Data under study below:
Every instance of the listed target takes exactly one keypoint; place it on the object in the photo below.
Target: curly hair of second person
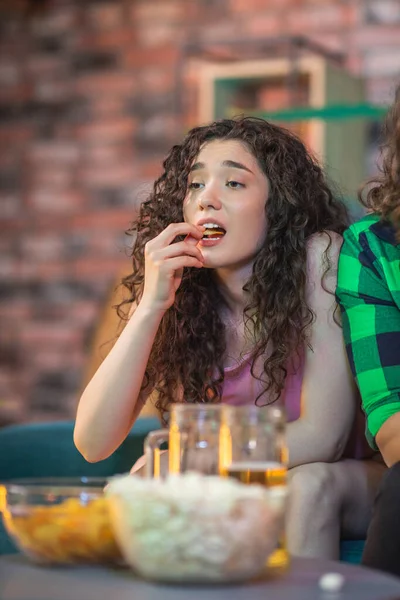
(190, 344)
(382, 192)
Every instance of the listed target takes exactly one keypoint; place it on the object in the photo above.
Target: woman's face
(227, 190)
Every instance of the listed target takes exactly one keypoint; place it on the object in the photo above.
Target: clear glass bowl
(60, 521)
(193, 528)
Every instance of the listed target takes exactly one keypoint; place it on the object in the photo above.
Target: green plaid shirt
(368, 293)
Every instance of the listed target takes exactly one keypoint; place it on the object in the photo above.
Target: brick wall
(88, 107)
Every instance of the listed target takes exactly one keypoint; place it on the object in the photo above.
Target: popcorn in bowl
(195, 528)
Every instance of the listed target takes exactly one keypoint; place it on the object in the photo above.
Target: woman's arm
(111, 402)
(328, 395)
(371, 328)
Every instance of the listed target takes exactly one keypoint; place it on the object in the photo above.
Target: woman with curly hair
(232, 300)
(369, 296)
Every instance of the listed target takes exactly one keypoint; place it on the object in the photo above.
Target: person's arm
(113, 399)
(111, 402)
(328, 397)
(371, 328)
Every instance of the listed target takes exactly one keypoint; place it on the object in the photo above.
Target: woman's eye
(235, 185)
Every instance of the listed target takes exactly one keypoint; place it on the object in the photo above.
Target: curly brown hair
(189, 346)
(381, 193)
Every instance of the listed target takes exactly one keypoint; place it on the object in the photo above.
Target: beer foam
(256, 466)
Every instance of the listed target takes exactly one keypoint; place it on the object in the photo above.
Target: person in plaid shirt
(368, 293)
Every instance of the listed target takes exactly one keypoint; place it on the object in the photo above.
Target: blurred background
(93, 94)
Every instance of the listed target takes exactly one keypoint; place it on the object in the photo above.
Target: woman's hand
(165, 261)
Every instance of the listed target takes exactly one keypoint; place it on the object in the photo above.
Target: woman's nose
(209, 198)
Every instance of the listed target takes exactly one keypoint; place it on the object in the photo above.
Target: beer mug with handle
(253, 450)
(193, 438)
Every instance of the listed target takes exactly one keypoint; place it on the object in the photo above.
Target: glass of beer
(253, 450)
(193, 440)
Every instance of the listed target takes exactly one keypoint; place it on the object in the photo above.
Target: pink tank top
(240, 387)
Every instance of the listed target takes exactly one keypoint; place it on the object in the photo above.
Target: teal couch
(48, 450)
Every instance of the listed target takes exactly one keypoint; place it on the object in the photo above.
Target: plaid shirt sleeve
(371, 328)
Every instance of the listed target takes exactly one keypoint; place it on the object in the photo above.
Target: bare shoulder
(323, 251)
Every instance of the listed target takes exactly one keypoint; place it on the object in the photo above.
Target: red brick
(107, 131)
(109, 220)
(44, 334)
(107, 107)
(56, 202)
(15, 135)
(57, 177)
(54, 22)
(109, 84)
(106, 16)
(269, 24)
(10, 205)
(10, 73)
(110, 154)
(166, 54)
(154, 80)
(257, 6)
(311, 18)
(373, 37)
(385, 62)
(16, 311)
(107, 176)
(163, 10)
(160, 33)
(43, 65)
(92, 268)
(119, 38)
(57, 151)
(151, 169)
(16, 93)
(8, 267)
(42, 247)
(52, 90)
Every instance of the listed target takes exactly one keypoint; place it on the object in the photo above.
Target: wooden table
(20, 580)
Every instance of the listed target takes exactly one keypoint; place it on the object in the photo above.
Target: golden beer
(268, 474)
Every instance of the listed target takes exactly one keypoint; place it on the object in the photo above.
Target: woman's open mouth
(212, 235)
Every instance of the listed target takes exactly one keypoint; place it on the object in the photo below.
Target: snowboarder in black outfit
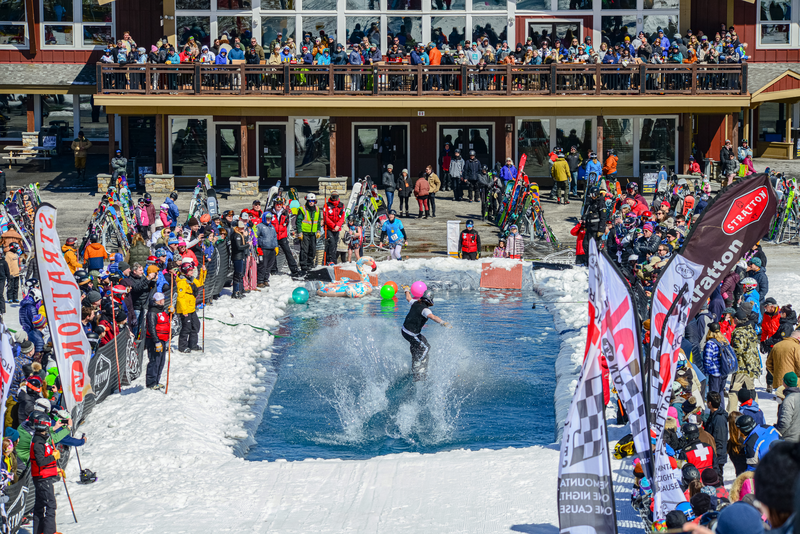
(417, 316)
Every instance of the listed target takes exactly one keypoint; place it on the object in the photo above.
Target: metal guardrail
(419, 80)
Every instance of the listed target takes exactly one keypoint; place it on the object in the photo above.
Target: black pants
(287, 252)
(12, 293)
(155, 362)
(419, 354)
(44, 509)
(331, 240)
(190, 326)
(266, 265)
(308, 250)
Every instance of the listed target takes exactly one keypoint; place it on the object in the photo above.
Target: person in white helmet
(307, 228)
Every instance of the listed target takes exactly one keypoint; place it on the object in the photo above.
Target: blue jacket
(173, 213)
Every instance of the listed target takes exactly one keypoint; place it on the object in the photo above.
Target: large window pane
(12, 34)
(315, 25)
(574, 132)
(618, 134)
(233, 4)
(448, 31)
(57, 35)
(776, 10)
(614, 29)
(58, 10)
(189, 142)
(533, 139)
(774, 34)
(319, 5)
(657, 142)
(197, 27)
(574, 4)
(668, 23)
(489, 5)
(495, 28)
(94, 12)
(359, 27)
(407, 29)
(97, 35)
(193, 4)
(13, 116)
(94, 122)
(448, 5)
(312, 147)
(270, 26)
(12, 10)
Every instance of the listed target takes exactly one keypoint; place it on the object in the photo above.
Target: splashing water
(350, 392)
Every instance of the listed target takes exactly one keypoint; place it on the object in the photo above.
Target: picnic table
(27, 153)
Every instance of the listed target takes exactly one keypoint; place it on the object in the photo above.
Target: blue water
(344, 386)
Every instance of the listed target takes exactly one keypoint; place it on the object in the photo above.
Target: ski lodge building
(263, 122)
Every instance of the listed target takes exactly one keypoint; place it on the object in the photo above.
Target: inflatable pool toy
(348, 288)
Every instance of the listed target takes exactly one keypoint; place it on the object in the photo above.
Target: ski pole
(169, 341)
(64, 480)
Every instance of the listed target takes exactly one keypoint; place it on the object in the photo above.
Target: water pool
(344, 386)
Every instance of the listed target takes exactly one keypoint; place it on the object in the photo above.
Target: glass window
(12, 34)
(657, 142)
(189, 142)
(357, 28)
(312, 147)
(566, 5)
(233, 4)
(362, 5)
(448, 5)
(58, 10)
(614, 29)
(495, 28)
(197, 27)
(271, 26)
(448, 31)
(574, 132)
(97, 35)
(533, 139)
(407, 29)
(668, 23)
(315, 25)
(241, 27)
(533, 5)
(12, 10)
(94, 122)
(57, 35)
(489, 5)
(774, 34)
(13, 116)
(618, 134)
(772, 10)
(319, 5)
(404, 5)
(94, 12)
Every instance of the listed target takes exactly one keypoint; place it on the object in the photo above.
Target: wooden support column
(600, 155)
(333, 147)
(242, 150)
(112, 135)
(160, 159)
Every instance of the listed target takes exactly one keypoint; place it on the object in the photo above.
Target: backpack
(728, 362)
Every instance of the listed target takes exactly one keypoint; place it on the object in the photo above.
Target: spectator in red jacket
(333, 215)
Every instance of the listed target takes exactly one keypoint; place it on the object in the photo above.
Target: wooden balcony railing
(418, 80)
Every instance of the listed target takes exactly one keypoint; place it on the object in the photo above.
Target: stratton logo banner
(746, 210)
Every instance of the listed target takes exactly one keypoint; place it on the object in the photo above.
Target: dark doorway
(271, 155)
(378, 146)
(228, 153)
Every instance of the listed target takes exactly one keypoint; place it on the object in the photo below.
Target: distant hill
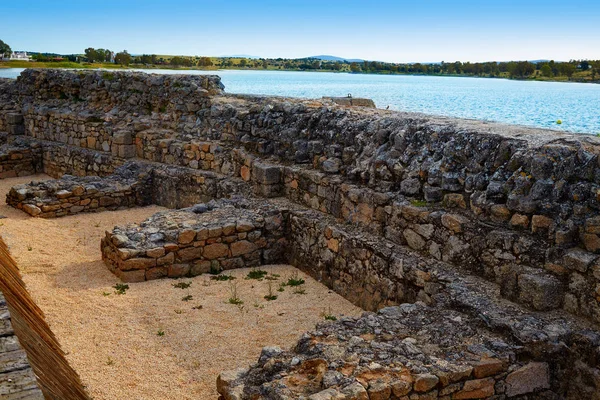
(241, 56)
(334, 58)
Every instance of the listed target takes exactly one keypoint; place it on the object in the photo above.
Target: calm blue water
(538, 104)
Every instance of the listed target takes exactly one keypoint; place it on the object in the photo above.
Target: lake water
(537, 104)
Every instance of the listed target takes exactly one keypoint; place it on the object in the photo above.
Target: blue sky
(386, 30)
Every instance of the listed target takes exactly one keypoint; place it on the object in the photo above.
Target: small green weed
(182, 285)
(295, 280)
(121, 288)
(256, 274)
(234, 298)
(222, 278)
(328, 315)
(270, 296)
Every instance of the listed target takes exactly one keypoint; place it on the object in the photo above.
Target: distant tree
(546, 71)
(584, 65)
(4, 48)
(123, 58)
(205, 62)
(91, 54)
(567, 69)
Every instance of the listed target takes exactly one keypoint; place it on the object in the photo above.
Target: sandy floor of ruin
(149, 343)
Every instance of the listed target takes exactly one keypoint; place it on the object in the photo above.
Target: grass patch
(328, 315)
(295, 280)
(270, 296)
(222, 278)
(256, 274)
(182, 285)
(121, 288)
(233, 296)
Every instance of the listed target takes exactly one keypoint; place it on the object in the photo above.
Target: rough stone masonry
(479, 242)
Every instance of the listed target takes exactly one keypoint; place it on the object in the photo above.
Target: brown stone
(187, 236)
(178, 270)
(500, 212)
(31, 209)
(487, 367)
(165, 260)
(244, 226)
(528, 379)
(540, 223)
(454, 222)
(242, 247)
(190, 253)
(425, 382)
(155, 252)
(216, 250)
(401, 388)
(476, 389)
(455, 200)
(333, 245)
(138, 263)
(591, 242)
(156, 273)
(355, 391)
(414, 240)
(379, 390)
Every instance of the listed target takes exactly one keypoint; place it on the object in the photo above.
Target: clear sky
(385, 30)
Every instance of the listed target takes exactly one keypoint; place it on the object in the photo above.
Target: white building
(18, 56)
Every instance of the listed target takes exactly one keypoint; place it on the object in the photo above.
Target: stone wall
(515, 205)
(197, 240)
(19, 159)
(73, 195)
(384, 207)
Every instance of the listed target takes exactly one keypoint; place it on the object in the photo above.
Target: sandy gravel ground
(149, 343)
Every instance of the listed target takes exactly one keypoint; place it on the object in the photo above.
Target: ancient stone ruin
(473, 247)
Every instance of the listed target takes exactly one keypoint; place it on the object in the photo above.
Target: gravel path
(148, 343)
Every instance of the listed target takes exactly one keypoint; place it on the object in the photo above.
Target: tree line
(584, 70)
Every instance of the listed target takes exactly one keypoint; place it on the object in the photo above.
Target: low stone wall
(73, 195)
(197, 240)
(386, 356)
(18, 159)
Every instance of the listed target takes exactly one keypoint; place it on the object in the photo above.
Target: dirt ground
(149, 343)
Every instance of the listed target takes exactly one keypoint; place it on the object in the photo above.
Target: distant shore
(75, 65)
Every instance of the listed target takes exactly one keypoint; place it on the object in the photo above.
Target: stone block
(14, 118)
(578, 259)
(178, 270)
(476, 389)
(190, 253)
(216, 250)
(542, 292)
(266, 174)
(528, 379)
(425, 382)
(242, 247)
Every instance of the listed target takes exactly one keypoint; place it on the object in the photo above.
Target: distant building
(17, 56)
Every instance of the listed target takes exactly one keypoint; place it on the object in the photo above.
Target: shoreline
(60, 65)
End of Data under study.
| About this exercise |
Only the lines from the one containing "Target: stone block" through the end of the material should be reproduced, exactly, with both ends included.

| Solved problem |
Target: stone block
(14, 118)
(578, 259)
(178, 270)
(476, 389)
(190, 253)
(216, 250)
(542, 292)
(266, 174)
(528, 379)
(425, 382)
(242, 247)
Every instance of the listed target takes exactly one keypoint; place it on the object in the photo above.
Target: distant building
(17, 56)
Every instance of the listed target takes exactly one keypoint; place it on the object in the photo above.
Target: shoreline
(60, 65)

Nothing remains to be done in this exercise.